◆ **Exercise inputs**
▶
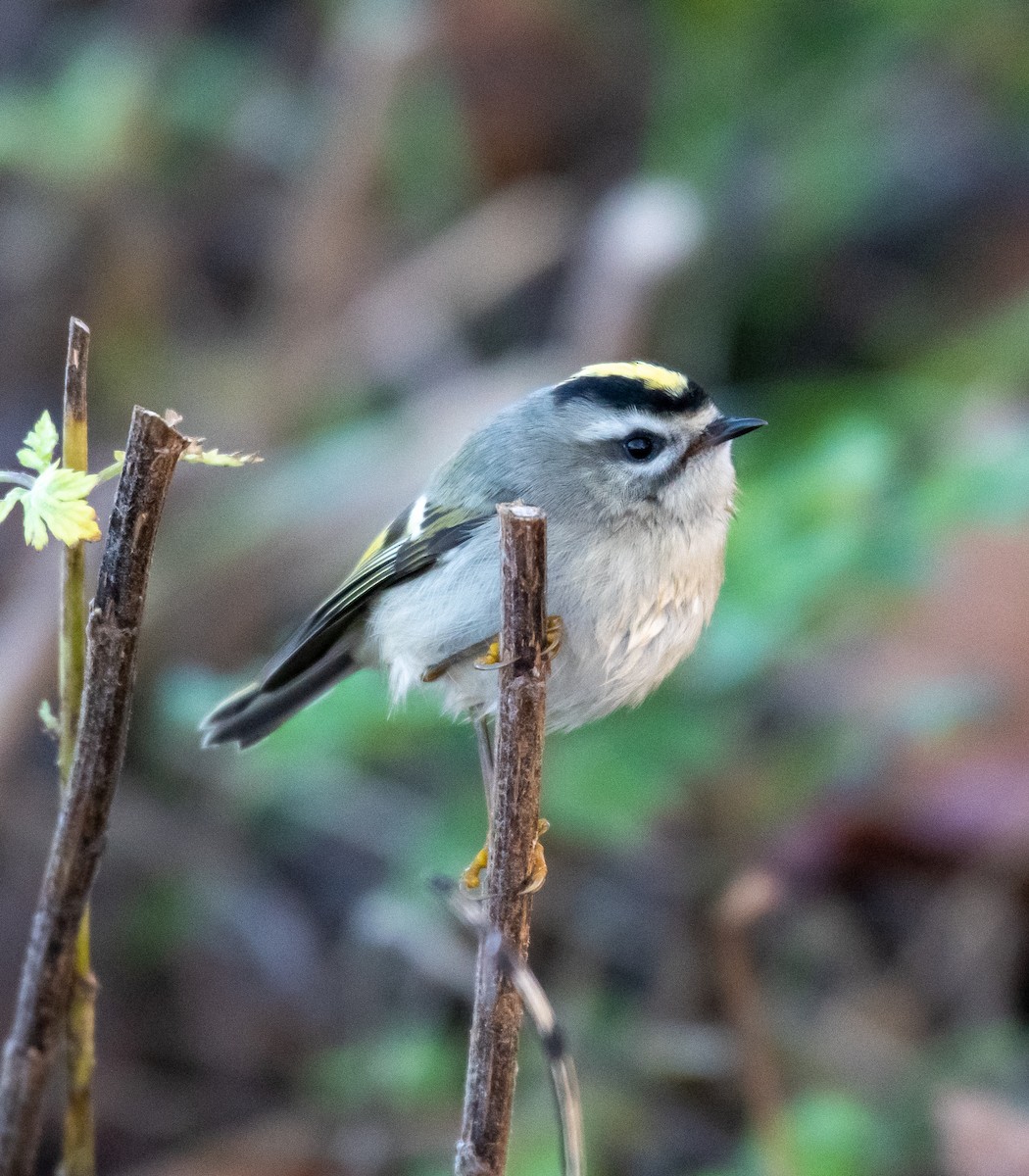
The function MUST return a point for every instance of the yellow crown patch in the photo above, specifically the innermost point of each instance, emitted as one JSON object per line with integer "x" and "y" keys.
◀
▶
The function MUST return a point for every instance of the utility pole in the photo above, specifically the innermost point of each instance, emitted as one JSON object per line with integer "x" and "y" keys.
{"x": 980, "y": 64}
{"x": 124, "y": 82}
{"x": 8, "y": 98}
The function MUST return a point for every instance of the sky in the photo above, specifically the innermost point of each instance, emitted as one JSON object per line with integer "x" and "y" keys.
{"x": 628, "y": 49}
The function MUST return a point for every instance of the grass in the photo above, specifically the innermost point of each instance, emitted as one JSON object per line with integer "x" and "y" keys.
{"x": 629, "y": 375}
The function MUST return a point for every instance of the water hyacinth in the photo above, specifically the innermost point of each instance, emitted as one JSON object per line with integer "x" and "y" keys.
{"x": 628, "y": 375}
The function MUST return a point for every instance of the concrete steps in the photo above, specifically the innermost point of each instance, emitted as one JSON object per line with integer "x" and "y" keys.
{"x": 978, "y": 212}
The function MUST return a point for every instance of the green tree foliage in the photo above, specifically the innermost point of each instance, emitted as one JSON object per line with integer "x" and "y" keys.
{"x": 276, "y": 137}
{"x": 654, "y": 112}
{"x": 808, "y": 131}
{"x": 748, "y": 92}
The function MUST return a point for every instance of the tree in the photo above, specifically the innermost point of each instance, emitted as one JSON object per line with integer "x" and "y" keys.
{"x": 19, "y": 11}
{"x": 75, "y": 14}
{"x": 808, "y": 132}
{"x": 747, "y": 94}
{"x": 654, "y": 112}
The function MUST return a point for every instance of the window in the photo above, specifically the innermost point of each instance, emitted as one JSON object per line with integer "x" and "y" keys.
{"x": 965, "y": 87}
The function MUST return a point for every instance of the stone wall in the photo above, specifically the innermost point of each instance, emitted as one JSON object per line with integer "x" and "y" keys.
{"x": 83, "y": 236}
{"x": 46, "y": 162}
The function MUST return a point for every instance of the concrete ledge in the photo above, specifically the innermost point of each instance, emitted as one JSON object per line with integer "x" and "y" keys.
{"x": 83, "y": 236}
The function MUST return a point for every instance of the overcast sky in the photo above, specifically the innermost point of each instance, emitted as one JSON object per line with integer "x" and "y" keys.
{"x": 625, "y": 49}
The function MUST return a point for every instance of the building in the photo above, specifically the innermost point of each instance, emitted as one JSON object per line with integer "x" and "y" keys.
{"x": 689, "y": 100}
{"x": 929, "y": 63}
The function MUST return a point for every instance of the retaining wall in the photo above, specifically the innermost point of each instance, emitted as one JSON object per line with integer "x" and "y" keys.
◀
▶
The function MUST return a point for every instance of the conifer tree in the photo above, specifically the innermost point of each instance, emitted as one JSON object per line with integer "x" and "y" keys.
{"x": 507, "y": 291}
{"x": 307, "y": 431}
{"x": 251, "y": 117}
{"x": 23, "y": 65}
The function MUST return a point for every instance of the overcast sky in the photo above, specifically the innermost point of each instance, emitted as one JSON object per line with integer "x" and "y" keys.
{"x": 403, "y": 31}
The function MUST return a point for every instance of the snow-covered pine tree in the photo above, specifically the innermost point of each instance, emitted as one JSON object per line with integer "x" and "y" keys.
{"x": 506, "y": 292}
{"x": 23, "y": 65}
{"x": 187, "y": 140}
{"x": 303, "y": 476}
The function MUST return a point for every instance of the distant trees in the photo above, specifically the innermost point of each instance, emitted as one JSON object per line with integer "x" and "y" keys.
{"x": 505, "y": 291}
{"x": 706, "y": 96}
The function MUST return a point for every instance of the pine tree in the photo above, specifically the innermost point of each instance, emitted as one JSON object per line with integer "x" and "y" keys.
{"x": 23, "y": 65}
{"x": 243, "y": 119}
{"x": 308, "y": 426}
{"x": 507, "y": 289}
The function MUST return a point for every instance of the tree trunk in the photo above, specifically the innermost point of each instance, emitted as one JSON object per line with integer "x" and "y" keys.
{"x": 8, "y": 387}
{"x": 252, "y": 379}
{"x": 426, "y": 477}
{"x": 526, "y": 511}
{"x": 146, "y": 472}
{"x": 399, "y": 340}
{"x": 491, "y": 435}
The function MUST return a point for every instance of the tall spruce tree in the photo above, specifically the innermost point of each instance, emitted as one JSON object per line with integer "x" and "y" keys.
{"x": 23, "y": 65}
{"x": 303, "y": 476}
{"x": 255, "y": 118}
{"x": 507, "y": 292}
◀
◆ **Exercise directions**
Find "the concrete ledge" in the entries above and copy that whole line exactly, then each line after it through the line that contains "of the retaining".

◆ **Exercise answer**
The function MUST return a point for every instance of the concrete ledge in the photo above, specifically the innermost point of each instance, emitted as one JSON object per line with integer "x" and "y" keys.
{"x": 83, "y": 236}
The function MUST return a point for every instance of the overcast sky in the photo above, specifically the innermost point of each instance, emitted as one JSON object per line with integer "x" and "y" keys.
{"x": 625, "y": 49}
The function MUST return a point for every instance of the building in the photo above, specifically the innermost point of each instance, emitted as one JSON object per line with integer "x" and "y" keys.
{"x": 689, "y": 100}
{"x": 929, "y": 63}
The function MUST return a point for every instance of the retaining wall in the photo above, specifically the innermost point of each instance, emitted as one JSON object per line with integer "x" and "y" keys.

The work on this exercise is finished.